**Excerpt provided**
####
After a chain of events that sees Joel and Tess enter her orbit due to some business about a stolen car battery, they agree to smuggling the young girl out of Boston through the lethal world beyond – but after killing a guard on their way out, can they ever chance coming back?

Over the years, we’ve seen numerous zombie-style infestations over the years, from the stark, raw visuals of 28 Days Later to the hyper-active momentum of the Dawn Of The Dead remake, but the opening moments of The Last Of Us’ premier episode may be one of the best yet. Not only does it skillfully introduce us to Pedro Pascal’s Joel and his family in a way that’s both endearing and economical, but the opening moments of the infestation are fast paced and legitimately panic inducing in a incredibly human way that rivals similar scenes from such movies as A Quiet Place Part 2. The heart breaking ending to this breathtaking opening only enforces Joel’s future outlook on life and with its sizable time jump into a desolate and rundown dystopia manages to create a realistic apocalypse that contains fascist leaders and struggling rebels in a way that achieves more in a single episode than The Walking Dead achieved in its last five seasons.
The world building feels as fresh as this alternate world feels musty, which is something of a miracle considering how in many dystopia show have turned up on the small screen over the last 10 years. One of the main reasons for this is that the showrunners include game creator Neil Druckmann and Craig Mazin, the dude behind the instantly traumatic Chernobyl, who (so I’m told) keep things incredibly faithful to the game while intelligently expanding on the source material in ways that count.
####
**Listed records**

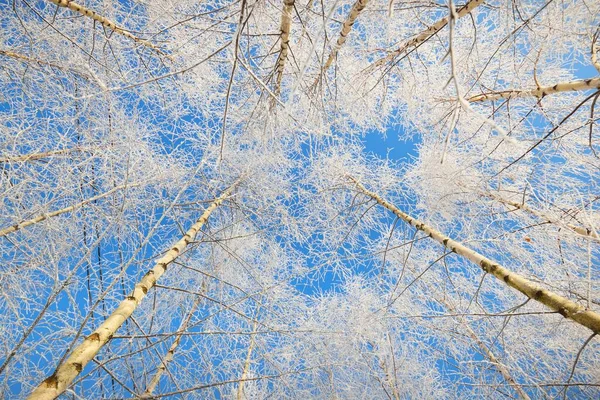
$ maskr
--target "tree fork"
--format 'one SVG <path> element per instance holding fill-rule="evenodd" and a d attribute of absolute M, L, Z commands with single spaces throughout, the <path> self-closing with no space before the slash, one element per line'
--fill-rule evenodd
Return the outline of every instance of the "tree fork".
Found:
####
**How to complete this task**
Answer these questions about the review of The Last Of Us premiere:
(a) What business brings Joel and Tess into the young girl's orbit?
(b) Which show does the review say achieved less in its last five seasons than this single episode?
(c) Besides game creator Neil Druckmann, who is named among the showrunners?

**Task answer**
(a) Some business about a stolen car battery.
(b) The Walking Dead.
(c) Craig Mazin.